§ **TEXT PROVIDED**
The hotel is cultural node on the coastline, and Duras almost finalises it, drawing all of it together, sometimes unconsciously, sometimes overtly, and especially in her films. The space of the hotel and the winter seascape outside is a defining image of her later works, no longer dominated by the colonial images of a warm, stifling Gia-Dinh, the province that would eventually become Saigon when Cochin china became Vietnam.

I believe this wintery atmosphere comes not just from being in the resort at that time of year but from seeing with an eye that’s looking back on a life. Duras is refreshing when it comes to reassessing the past as she is far from nostalgic. She is instead a natural post-war progression from Proust’s pleasures of the past in some regards but with a decidedly bitter flavour.

She looks to the war and, most importantly, lost loves with both longing and awareness that the gap growing will always become larger than smaller. Many lost loves, in fact, manifest through this building and the beach outside. She may take some pleasure in reminiscing, as she clearly does in her novel Yann Andréa Steiner (1992), but such an act cannot escape the reality that the love was in some way still lost, in the past tense. No warmth of memory can remove the ultimate chill of her sorrowful present, the endlessly empty rooms of the hotel in Trouville’s icy winters echoing with their lack of voices.

§ **PROVIDED MATERIAL**
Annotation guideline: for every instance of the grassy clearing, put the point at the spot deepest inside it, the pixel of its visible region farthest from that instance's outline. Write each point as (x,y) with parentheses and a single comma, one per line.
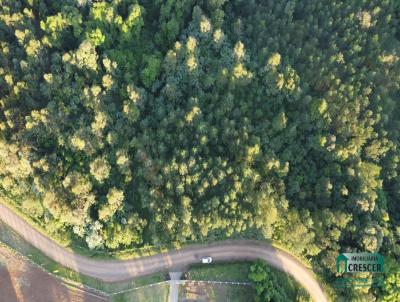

§ **PROBLEM DESCRIPTION**
In the passage on Duras and the hotel, write out everything from "The hotel is" down to "decidedly bitter flavour." word for word.

§ **PROBLEM SOLUTION**
The hotel is cultural node on the coastline, and Duras almost finalises it, drawing all of it together, sometimes unconsciously, sometimes overtly, and especially in her films. The space of the hotel and the winter seascape outside is a defining image of her later works, no longer dominated by the colonial images of a warm, stifling Gia-Dinh, the province that would eventually become Saigon when Cochin china became Vietnam.

I believe this wintery atmosphere comes not just from being in the resort at that time of year but from seeing with an eye that’s looking back on a life. Duras is refreshing when it comes to reassessing the past as she is far from nostalgic. She is instead a natural post-war progression from Proust’s pleasures of the past in some regards but with a decidedly bitter flavour.